— Quoted text —
- - - - -
Judging by the ideas page and the discussion in this thread ( http://mail.scipy.org/pipermail/scipy-dev/2009-February/011373.html ) I think the following project proposal would be useful to the community.
My proposal would have two parts, the first would be to improve datasource and integrate it into the numpy/scipy io. I see this as a way to get my feet wet working on a project. I do not imagine that it would take more than 2-3 weeks work on my end.
Can you provide a link to datasource?
The second part would be to get Jonathan Taylor's statistical models from the NiPy project into scipy.stats. I think that I would be a good candidate for this work, as I am currently studying statistics and learning the ins and outs of NumPy/SciPy, so I don't mind doing some of the less appealing work as this is also a great learning opportunity. Also I see this as a great way to get involved in the SciPy community in an area that currently needs some attention. I am a student, so I would be able to help maintain the code, bug fix, and address other areas of the statistical capabilities that need attention.
I would be willing to help to some degree. I would strongly suggest that the main emphasis is just to get Jonathan's code integrated into Scipy and perhaps something from various places like the Scikit learn (how many logistic regression or least squares codes do we really need?) and EconPy http://code.google.com/p/econpy/wiki/EconPy It is too complex to address anything more than this and this would provide a very solid base for future development.
Below is a general outline of my proposal with some areas that I have identified as needing work. I am eager to discuss some aspects of the projects with those that are interested and to work on the appropriate milestones.
1) Improve datasource and integrate it into all the numpy/scipy io
Bug Fixes Catch and handle malformed URLs
Refactoring
Enhancements Improve findfile method Improve cache method Add zip archive, tar file handling capabilities Improve networking interface to handle timeouts and proxies if there is sufficient interest
Documentation Document changes
Tests Implement test coverage for new changes
Copy/Move to scipy.io
This looks like quite a lot of work for a short period especially to do both parts (I am also biased in having the stats part finished).
2) Integrate Jonathan Taylor's statistical models into scipy.stats
These models are currently in the NiPy project Merge relevant branches (branch trunk-josef models has the most recent changes, I believe)
I will focus mostly on bringing over the linear models, which I believe would include at the least: bspline.py, contrast.py, gam.py, glm.py, model.py, regression.py, utils.py
Not that it is really that important, but these are not all 'linear models' :-)
Bug Fixes Bug hunting Improve existing test coverage
Refactoring Eliminate existing and created duplicate functionality Make sure parameters are consistent, etc.
I would not be that concerned with duplicate functionality because it is better to train people to use the new code and depreciate the old code. There some cases where you may want different versions, for example code that assumes normality will be faster than code for generalized linear models where non-normal distributions are allowed.
Enhancements
I would think that it is essential to get these to work with masked arrays (allows missing observations) or record array (enables the use of 'variable' names in model statements like most statistics packages do).
- - - - -
— Available records —

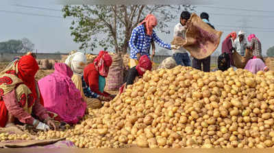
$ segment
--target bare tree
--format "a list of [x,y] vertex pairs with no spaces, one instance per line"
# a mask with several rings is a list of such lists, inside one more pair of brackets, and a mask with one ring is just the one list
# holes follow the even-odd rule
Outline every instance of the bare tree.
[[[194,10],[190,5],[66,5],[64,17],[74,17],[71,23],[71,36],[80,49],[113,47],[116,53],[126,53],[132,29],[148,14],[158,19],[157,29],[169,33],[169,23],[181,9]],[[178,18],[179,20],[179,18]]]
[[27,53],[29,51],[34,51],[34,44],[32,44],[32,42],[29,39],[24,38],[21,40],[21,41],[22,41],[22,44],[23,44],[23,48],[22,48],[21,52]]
- - - - -
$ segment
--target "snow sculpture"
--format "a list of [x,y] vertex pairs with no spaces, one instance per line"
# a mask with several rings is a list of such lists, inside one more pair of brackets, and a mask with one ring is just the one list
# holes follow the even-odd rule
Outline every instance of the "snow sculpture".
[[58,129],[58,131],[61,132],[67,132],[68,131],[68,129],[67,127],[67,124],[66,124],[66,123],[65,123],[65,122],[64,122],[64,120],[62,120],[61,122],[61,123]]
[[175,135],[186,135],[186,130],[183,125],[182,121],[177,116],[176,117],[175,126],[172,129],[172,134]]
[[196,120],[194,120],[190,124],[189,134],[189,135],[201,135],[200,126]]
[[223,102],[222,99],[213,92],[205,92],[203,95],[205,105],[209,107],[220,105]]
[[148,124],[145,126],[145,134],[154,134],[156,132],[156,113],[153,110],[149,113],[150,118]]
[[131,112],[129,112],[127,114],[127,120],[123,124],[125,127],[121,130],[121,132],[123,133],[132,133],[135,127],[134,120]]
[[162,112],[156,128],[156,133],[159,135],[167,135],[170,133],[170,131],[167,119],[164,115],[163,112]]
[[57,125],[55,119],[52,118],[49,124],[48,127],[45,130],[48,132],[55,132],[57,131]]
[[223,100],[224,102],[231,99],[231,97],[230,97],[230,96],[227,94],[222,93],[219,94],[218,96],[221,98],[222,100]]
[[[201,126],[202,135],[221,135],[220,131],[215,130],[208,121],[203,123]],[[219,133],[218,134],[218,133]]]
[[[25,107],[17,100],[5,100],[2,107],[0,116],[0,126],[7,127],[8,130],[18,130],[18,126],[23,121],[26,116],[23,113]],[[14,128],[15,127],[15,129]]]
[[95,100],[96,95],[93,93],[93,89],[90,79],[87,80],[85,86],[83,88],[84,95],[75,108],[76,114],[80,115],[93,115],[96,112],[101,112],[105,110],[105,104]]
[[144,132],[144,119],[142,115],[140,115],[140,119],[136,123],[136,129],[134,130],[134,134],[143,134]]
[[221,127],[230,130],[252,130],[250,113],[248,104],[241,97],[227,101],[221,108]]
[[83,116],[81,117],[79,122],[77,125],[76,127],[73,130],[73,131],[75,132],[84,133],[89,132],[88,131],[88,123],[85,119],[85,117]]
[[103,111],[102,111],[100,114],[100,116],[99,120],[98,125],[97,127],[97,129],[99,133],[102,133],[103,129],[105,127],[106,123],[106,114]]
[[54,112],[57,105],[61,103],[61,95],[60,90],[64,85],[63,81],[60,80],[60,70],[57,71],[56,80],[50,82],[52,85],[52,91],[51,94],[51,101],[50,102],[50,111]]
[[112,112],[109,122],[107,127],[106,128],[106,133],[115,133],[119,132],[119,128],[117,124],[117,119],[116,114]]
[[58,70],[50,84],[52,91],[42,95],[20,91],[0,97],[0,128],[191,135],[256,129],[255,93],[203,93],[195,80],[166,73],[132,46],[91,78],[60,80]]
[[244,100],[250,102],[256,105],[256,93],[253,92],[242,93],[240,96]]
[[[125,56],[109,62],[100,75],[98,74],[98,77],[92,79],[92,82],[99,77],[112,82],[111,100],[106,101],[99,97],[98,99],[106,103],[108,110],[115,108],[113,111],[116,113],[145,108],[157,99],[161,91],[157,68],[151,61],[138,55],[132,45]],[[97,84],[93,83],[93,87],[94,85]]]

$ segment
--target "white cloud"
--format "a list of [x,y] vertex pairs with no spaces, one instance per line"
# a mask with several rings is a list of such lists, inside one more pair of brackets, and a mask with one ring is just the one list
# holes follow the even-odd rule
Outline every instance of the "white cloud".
- - - - -
— Tasks to carry out —
1. Pick out each line in the records that contains the string "tree".
2. Extend the SciPy project proposal thread, starting after its final sentence.
The mailing-list thread about the SciPy project proposal has no connection to the records.

— Final results —
1.
--target bare tree
Outline every instance of the bare tree.

2.
Documentation Document changes Make any necessary changes to stats/info.py
Actually the reference is the SciPy documentation marathon. I would also suggest that examples/tutorials are important here.
Testing Make sure test coverage is adequate
I would like to see the inclusion of Statistical Reference Datasets Project: http://www.itl.nist.gov/div898/strd/ The datasets would allow us to validate the accuracy of the code. Regards Bruce
On Fri, Mar 27, 2009 at 12:21 PM, Bruce Southey <bsouthey@gmail.com> wrote:
Can you provide a link to datasource?
http://projects.scipy.org/numpy/browser/trunk/numpy/lib/_datasource.py
Jarrod Millman wrote:
On Fri, Mar 27, 2009 at 12:21 PM, Bruce Southey <bsouthey@gmail.com> wrote:
Can you provide a link to datasource?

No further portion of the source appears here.